→ Requirement:
Can you convert every line of the items below into a JSON list of strings, one string per line, with blank lines dropped and the pictures left out?

Stored entries:
----
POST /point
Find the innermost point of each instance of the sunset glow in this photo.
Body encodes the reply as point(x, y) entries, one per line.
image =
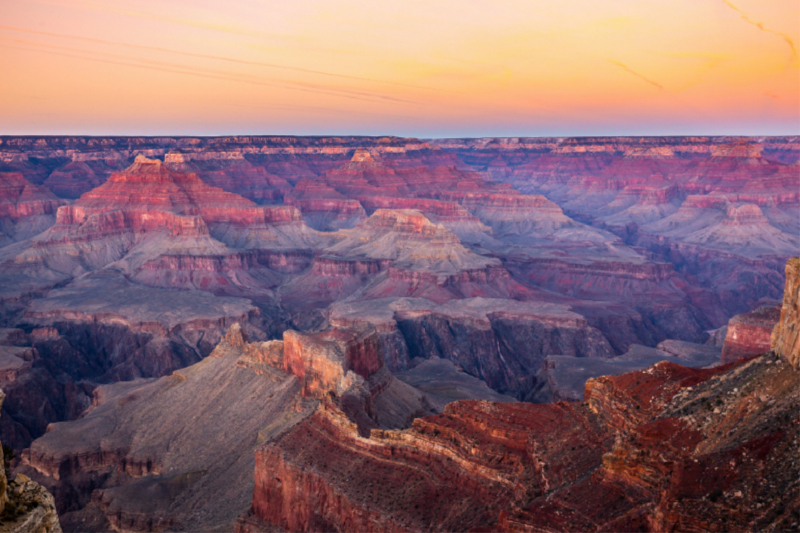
point(445, 68)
----
→ Task answer:
[
  "POST /point",
  "Find the innermost point of each instance of the sunset glow in this photo.",
  "Body encodes the reply as point(x, y) entries, one per line.",
  "image =",
  "point(445, 68)"
]